_What is needed_. Can you reproduce the material from the line with "Query: wooden utility pole" to the line with "(1046, 429)", both included, with every request line unchanged and every coordinate in the answers multiplied by 0.3 and rounded to a whole number, halves rounding up? Return only those lines.

_Data for the task_.
========
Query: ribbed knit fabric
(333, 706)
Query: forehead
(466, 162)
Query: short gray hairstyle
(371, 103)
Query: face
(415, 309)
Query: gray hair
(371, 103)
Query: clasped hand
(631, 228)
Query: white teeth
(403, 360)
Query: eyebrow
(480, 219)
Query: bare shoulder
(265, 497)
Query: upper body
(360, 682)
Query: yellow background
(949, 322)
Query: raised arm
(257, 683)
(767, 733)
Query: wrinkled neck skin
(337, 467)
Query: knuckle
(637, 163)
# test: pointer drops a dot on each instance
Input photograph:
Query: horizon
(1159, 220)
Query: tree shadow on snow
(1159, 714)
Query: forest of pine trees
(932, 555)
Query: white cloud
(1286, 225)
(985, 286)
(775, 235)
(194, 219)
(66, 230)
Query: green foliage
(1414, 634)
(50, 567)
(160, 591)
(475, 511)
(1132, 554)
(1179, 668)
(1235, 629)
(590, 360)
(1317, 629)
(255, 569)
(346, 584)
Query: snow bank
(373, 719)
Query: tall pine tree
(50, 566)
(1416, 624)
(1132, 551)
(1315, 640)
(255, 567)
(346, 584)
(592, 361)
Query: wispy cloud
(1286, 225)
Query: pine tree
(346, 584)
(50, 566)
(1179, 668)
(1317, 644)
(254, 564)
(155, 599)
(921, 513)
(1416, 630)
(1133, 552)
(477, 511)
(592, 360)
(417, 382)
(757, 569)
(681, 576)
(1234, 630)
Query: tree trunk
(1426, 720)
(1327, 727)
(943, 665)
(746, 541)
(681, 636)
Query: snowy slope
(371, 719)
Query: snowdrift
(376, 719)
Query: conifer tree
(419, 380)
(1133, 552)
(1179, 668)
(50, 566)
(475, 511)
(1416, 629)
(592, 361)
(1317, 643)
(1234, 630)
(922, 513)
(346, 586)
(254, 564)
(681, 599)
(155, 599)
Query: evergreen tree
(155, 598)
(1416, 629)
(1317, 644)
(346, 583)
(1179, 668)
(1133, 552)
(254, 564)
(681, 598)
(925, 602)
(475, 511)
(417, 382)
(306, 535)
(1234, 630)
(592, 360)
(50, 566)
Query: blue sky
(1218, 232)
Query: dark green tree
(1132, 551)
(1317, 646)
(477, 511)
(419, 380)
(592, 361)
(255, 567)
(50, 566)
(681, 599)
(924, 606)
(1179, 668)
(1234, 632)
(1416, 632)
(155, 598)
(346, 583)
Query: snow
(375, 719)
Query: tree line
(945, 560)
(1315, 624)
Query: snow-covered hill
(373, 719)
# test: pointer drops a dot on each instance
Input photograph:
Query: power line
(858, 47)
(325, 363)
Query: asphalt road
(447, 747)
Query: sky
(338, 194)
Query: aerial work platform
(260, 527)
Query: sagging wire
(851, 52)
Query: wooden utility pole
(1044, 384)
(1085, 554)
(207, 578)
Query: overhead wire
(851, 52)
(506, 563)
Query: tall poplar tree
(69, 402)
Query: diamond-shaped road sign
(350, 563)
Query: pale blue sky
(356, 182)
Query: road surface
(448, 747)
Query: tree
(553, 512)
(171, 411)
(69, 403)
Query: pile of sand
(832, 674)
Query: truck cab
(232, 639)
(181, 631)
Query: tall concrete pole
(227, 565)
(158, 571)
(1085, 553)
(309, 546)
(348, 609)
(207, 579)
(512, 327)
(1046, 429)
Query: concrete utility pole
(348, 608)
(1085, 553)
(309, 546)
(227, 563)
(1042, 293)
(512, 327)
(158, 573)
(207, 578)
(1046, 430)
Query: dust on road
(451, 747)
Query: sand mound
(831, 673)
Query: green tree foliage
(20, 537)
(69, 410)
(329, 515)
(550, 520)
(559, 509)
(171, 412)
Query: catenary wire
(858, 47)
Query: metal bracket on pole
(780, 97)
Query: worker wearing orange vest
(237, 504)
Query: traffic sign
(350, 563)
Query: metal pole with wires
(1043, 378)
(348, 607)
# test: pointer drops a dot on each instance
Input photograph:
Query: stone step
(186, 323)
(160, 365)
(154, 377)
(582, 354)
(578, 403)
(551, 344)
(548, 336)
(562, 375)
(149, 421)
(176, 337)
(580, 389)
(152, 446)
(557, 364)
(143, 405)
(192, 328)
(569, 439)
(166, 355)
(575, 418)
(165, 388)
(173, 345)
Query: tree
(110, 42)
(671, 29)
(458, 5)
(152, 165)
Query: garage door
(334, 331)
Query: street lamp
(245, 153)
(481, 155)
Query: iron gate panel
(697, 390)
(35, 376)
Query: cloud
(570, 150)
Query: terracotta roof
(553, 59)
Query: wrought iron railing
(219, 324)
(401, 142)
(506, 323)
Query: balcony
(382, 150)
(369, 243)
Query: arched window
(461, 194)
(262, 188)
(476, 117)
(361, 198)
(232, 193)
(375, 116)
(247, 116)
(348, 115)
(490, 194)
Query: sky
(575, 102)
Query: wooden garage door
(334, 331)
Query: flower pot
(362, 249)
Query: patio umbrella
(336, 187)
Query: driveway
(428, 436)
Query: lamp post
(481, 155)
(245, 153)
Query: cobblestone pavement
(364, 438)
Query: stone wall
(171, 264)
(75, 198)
========
_Result below_.
Query: wooden utility pole
(313, 115)
(326, 166)
(62, 173)
Query: overhead wire
(255, 16)
(152, 169)
Query: tall poplar tree
(21, 121)
Query: diamond-shaped road sign
(105, 169)
Query: pale blue sky
(107, 55)
Query: road surface
(134, 224)
Query: tree
(166, 154)
(51, 123)
(21, 121)
Query: pile of sand
(250, 202)
Query: truck cab
(70, 192)
(54, 189)
Query: tall concrete pole
(68, 170)
(47, 171)
(326, 166)
(93, 164)
(104, 183)
(62, 174)
(154, 98)
(314, 129)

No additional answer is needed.